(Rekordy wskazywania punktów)
****************************************

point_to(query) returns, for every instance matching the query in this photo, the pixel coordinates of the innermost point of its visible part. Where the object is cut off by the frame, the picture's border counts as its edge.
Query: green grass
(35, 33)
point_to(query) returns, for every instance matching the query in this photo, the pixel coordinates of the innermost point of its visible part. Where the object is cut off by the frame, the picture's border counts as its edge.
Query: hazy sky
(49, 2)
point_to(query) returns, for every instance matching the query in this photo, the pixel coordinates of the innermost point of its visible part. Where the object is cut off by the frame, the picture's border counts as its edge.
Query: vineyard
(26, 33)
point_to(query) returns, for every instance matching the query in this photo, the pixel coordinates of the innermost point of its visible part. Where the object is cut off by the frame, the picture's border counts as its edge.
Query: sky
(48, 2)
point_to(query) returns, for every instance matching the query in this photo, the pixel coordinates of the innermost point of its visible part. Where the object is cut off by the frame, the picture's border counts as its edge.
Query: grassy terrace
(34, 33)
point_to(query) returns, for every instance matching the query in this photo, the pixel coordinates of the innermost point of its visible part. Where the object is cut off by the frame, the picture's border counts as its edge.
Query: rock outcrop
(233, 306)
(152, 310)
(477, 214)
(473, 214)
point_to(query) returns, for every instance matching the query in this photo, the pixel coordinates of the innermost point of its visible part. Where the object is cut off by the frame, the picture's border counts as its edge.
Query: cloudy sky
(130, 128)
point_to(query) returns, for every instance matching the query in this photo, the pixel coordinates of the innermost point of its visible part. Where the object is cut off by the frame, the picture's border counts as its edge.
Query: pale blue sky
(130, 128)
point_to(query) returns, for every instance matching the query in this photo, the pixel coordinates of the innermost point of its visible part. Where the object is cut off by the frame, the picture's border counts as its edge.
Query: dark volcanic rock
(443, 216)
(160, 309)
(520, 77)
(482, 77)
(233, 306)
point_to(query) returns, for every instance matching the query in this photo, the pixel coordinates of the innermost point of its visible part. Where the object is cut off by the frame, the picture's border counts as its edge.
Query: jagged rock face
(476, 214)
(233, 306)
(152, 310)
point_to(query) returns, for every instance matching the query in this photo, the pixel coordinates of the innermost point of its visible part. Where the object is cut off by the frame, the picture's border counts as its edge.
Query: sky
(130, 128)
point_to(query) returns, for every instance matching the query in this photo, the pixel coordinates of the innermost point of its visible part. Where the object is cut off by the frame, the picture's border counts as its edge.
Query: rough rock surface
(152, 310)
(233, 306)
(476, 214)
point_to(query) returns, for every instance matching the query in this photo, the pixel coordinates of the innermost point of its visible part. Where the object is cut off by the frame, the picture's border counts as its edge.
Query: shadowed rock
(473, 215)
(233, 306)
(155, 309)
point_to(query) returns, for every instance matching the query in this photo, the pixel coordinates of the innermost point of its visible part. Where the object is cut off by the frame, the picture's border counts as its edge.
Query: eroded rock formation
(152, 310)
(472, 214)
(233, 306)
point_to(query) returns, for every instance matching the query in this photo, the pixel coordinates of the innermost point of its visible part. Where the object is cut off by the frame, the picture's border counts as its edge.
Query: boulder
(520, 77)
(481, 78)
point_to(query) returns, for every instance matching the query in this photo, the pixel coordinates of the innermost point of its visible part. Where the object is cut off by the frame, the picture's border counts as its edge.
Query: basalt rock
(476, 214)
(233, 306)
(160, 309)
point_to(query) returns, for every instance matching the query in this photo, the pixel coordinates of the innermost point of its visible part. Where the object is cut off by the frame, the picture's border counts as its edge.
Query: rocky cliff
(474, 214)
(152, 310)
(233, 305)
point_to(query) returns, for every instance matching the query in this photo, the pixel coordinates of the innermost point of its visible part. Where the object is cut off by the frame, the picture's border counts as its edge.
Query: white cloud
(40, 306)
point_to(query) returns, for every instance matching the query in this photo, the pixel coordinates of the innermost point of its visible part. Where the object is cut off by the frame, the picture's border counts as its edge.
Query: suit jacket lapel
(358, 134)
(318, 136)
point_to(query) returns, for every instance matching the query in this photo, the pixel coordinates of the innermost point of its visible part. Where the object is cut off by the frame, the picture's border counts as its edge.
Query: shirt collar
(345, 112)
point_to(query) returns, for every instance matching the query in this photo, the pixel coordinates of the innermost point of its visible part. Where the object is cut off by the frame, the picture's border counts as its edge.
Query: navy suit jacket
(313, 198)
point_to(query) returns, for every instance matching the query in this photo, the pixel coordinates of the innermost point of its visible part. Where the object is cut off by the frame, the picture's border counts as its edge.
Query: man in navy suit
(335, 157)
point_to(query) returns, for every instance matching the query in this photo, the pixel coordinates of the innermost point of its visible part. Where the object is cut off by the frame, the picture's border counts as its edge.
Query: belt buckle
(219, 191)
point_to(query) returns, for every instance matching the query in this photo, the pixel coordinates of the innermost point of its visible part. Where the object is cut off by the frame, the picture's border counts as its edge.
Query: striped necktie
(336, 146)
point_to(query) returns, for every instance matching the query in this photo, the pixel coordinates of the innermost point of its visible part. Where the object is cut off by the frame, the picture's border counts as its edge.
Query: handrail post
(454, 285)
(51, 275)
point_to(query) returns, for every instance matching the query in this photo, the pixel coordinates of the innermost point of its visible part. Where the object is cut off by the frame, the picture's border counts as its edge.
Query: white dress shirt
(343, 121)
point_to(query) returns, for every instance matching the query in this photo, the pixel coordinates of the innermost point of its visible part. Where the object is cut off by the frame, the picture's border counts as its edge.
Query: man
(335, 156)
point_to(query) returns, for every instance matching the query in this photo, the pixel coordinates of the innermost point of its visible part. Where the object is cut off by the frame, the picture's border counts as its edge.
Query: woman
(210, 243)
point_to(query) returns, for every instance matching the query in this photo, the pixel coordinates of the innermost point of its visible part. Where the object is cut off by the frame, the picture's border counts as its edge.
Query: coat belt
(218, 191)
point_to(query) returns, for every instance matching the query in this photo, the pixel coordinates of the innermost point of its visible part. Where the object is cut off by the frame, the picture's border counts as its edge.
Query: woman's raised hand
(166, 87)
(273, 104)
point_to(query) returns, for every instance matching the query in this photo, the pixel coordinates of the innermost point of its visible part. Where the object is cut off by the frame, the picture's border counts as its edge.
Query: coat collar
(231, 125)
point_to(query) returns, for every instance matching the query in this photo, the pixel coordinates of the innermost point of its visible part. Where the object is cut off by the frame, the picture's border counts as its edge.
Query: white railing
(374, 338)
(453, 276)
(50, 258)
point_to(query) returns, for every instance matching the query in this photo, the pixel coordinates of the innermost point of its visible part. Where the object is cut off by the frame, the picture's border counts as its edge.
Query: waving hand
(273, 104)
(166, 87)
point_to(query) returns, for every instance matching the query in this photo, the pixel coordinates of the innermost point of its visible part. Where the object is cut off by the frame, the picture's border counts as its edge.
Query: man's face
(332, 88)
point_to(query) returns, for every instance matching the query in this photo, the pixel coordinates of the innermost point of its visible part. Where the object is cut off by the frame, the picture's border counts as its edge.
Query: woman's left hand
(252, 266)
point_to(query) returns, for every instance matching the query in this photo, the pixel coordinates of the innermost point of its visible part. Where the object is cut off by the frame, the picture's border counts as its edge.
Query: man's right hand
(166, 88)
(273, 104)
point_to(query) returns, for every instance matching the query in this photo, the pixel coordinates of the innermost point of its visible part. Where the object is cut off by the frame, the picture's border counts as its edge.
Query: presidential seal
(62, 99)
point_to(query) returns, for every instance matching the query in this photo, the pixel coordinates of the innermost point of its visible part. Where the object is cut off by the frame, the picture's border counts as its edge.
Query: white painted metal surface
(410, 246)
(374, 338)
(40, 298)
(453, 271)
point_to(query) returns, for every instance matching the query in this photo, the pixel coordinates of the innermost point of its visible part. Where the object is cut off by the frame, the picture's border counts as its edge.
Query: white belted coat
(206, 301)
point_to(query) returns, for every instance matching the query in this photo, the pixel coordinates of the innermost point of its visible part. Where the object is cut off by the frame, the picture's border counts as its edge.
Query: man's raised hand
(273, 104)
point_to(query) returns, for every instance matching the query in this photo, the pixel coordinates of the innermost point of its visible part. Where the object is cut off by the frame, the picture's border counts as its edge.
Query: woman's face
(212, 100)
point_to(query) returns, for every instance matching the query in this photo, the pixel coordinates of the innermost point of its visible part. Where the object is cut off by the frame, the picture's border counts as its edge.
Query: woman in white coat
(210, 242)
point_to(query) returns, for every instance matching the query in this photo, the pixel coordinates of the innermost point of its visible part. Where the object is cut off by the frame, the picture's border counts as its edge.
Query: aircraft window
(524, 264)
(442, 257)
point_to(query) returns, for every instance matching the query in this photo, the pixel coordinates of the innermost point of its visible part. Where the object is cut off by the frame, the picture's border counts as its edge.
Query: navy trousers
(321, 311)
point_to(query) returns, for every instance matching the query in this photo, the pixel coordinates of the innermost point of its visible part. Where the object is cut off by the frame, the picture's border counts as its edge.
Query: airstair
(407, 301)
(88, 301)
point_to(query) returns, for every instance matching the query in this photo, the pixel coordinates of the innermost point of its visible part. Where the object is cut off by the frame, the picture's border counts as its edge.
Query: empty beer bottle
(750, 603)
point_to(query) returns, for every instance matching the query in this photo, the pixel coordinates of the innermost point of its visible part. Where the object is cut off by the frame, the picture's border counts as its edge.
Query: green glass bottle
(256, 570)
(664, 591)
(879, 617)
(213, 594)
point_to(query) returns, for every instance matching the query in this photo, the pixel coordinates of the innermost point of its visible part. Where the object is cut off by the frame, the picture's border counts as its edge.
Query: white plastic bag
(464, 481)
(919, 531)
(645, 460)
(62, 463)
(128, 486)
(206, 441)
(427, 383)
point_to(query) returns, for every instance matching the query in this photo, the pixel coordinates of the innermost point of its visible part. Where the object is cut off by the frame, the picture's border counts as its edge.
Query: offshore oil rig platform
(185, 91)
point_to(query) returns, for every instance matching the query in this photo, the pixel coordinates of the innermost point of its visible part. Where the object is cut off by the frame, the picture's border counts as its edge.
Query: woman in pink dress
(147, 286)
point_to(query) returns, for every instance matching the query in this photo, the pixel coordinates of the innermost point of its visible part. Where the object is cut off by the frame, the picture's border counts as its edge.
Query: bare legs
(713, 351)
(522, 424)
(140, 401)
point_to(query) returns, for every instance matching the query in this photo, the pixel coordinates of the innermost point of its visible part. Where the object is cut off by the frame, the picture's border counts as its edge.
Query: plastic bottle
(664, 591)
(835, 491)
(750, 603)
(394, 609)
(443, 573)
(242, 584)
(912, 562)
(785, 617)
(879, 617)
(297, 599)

****************************************

Policz, ile wierszy w pozycjach powyżej zawiera słowo „surface”, z uwzględnieniem wielkości liter. Podaj tylko tę liczbę.

2